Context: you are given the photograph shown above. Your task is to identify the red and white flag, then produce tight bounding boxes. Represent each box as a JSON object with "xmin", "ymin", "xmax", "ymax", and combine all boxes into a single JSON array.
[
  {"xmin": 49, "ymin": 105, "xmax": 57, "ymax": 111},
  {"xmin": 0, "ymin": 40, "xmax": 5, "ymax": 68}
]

*BRIEF*. Copy every line of the records above, requests included, and multiply each box coordinate in the answers by 2.25, rounding to the nearest whole number with halves rounded up.

*THE ANSWER*.
Context: you are given the photograph shown above. Your task is to identify the red and white flag, then produce tight bounding boxes. Represent each box as a JSON object with "xmin", "ymin", "xmax", "ymax", and combine all boxes into a single JSON array.
[
  {"xmin": 110, "ymin": 236, "xmax": 128, "ymax": 250},
  {"xmin": 0, "ymin": 90, "xmax": 11, "ymax": 153}
]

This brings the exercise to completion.